§ **Extract provided**
((

A. Integration of native units in native equipment and formations:

1. There are several advantages from doing this.

a) No need to take the time or the expense to re-equip these people when you draft them from the furthest corner of the empire.

b) Also, no need to re-train them or make sure that anyone but their commander knows how to speak Persian

c) There's always the chance that their special brand of skills will come in handy. Why not use subject Greek hoplites to fight Greeks? It worked for the U.S. Army vs. Geronimo.

2. And there are several drawbacks...

a) Loyalty's one problem--mention Themistocles' little trick of inscriptions at the waterholes, Her. 8.22, as noted, aimed as much at the Great King as at the Ionians.

b) Sometimes you just can't integrate the other people into your tactical scheme, in which case they're worse than useless

c) And if the Persian-speaking officers are killed, then where are you?

d) Put in a plug for Gene Wolfe, Soldier of the Mist/Arete.

1 What you end up with, of course, is a great deal of incomprehension when the Persian Empire fights the Greek poleis.

))

§ **Exercise instructions**
Write out the notes on integrating native units into the Persian army exactly as they appear above, in full.

§ **Entries shown**
((

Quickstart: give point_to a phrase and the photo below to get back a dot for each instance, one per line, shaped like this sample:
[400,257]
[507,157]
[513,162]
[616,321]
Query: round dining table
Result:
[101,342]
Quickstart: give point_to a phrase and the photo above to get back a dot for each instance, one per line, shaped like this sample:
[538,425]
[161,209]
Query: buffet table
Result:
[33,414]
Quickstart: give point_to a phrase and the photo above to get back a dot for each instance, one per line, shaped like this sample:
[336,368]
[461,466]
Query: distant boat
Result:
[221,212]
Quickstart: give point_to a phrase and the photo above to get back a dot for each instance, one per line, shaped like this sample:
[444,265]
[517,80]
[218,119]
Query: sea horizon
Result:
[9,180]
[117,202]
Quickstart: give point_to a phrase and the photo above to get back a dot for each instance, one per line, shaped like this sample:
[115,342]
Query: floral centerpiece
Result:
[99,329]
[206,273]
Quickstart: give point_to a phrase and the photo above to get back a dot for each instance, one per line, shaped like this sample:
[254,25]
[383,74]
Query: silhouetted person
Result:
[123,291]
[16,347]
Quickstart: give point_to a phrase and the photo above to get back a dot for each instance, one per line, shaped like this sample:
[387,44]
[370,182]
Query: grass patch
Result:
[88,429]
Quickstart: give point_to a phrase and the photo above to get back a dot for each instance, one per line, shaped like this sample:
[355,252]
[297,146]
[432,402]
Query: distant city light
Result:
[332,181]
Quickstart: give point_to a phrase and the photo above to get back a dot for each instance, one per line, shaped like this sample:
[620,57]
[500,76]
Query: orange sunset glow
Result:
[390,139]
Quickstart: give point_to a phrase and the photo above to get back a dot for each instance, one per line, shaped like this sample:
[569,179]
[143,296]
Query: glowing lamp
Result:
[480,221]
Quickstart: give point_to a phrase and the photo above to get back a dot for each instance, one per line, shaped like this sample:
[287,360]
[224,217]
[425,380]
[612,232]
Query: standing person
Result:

))

§ **Answer below**
A. Integration of native units in native equipment and formations:

1. There are several advantages from doing this.

a) No need to take the time or the expense to re-equip these people when you draft them from the furthest corner of the empire.

b) Also, no need to re-train them or make sure that anyone but their commander knows how to speak Persian

c) There's always the chance that their special brand of skills will come in handy. Why not use subject Greek hoplites to fight Greeks? It worked for the U.S. Army vs. Geronimo.

2. And there are several drawbacks...

a) Loyalty's one problem--mention Themistocles' little trick of inscriptions at the waterholes, Her. 8.22, as noted, aimed as much at the Great King as at the Ionians.

b) Sometimes you just can't integrate the other people into your tactical scheme, in which case they're worse than useless

c) And if the Persian-speaking officers are killed, then where are you?

d) Put in a plug for Gene Wolfe, Soldier of the Mist/Arete.

1 What you end up with, of course, is a great deal of incomprehension when the Persian Empire fights the Greek poleis.